Texte à lire -
<<<<

L’organisme régional s’est alors trouvé dans l’impossibilité de monter une réponse significative. La médiation de la CEDEAO n’a commencé qu’après que Buhari ait assumé la présidence en juillet 2018 alors que la crise avait déjà duré un an.

Incohérence dans l’application des sanctions. Le degré variable de volonté politique et les défis institutionnels ont entraîné une application incohérente des sanctions en cas de violation des normes démocratiques. Par exemple, le sommet de la CEDEAO de juillet 2018 a adopté une feuille de route de réformes pour le Togo. La CEDEAO y appelait le gouvernement à procéder à une révision complète du fichier électoral avant les élections législatives.

Le Sommet recommandait également la reconstitution de la Commission électorale nationale indépendante avec la pleine participation de toutes les parties prenantes et la possibilité pour la diaspora togolaise de voter dans ses divers lieux de résidence. Mais le Togo rejeta les réformes, défiant ouvertement les autorités régionales.

Au lieu de riposter en imposant des sanctions ou d’autres pénalités dont la CEDEAO avait fait usage auparavant, l’organisme régional est resté complètement muet, envoyant à Gnassingbé et à ses alliés le simple message qu’ils pouvaient bafouer les normes régionales en toute impunité. En effet, lorsque le Togo organisa ses élections législatives en décembre 2018 en l’absence des réformes demandées, la CEDEAO « se félicita du bon déroulement d’élections libres et transparentes ».

>>>>

Enregistrements conservés -
<<<<

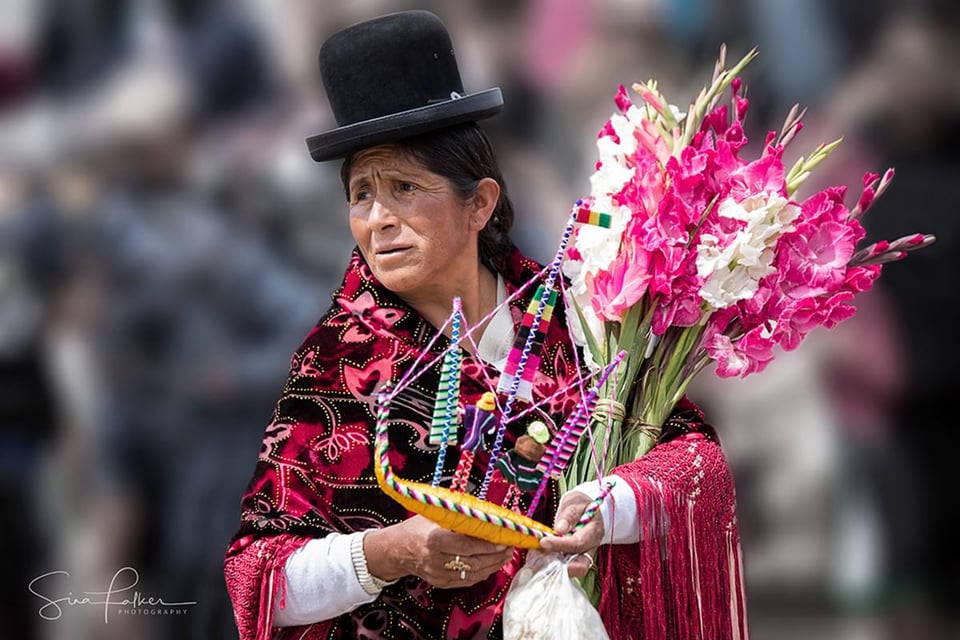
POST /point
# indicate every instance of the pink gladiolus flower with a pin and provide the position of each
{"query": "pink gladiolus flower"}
(750, 354)
(814, 258)
(618, 288)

>>>>

Problèmes à résoudre -
(A) D’après le texte sur la CEDEAO et le Togo :
(i) Après quel événement la médiation de la CEDEAO a-t-elle commencé ?
(ii) Que la feuille de route de juillet 2018 demandait-elle au gouvernement togolais au sujet du fichier électoral ?
(iii) À quelle date le Togo a-t-il organisé ses élections législatives ?
(B) Pourriez-vous prolonger le texte sur la CEDEAO et le Togo au-delà de sa dernière phrase ?

Résultats obtenus -
(A)
(i) Après que Buhari a assumé la présidence en juillet 2018.
(ii) Une révision complète du fichier électoral avant les élections législatives.
(iii) En décembre 2018.

(B)
Redynamiser un engagement régional

Pour que la région retrouve son rôle de chef de file dans la promotion des normes démocratiques et des avantages qui en découlent, il faudra que la société civile et les dirigeants politiques prennent un certain nombre de mesures.

Soutenir la demande populaire. La démocratie est le résultat d’un ensemble de valeurs et de croyances partagées, basées sur les droits des citoyens à participer au processus politique, l’égalité politique, les limites du pouvoir exécutif, le respect de l’État de droit et un gouvernement servant les intérêts de ses citoyens, entre autres caractéristiques.

Ce sont des valeurs auxquelles les citoyens vivant dans les pays de la CEDEAO ont constamment adhéré depuis les années 1990. Étant donné que le fondement des démocraties est centré sur les citoyens, il appartient donc en dernier ressort aux citoyens et à la société civile des pays de la CEDEAO de continuer à exiger que leurs voix soient entendues et les normes démocratiques respectées.

Seules de telles exigences (le respect de la limitation des mandats, des processus électoraux libres et équitables, un secteur judiciaire et sécuritaire apolitique et un espace protégé pour des médias indépendants et le discours politique) contribueront à façonner la volonté politique des dirigeants pour refléter la volonté populaire.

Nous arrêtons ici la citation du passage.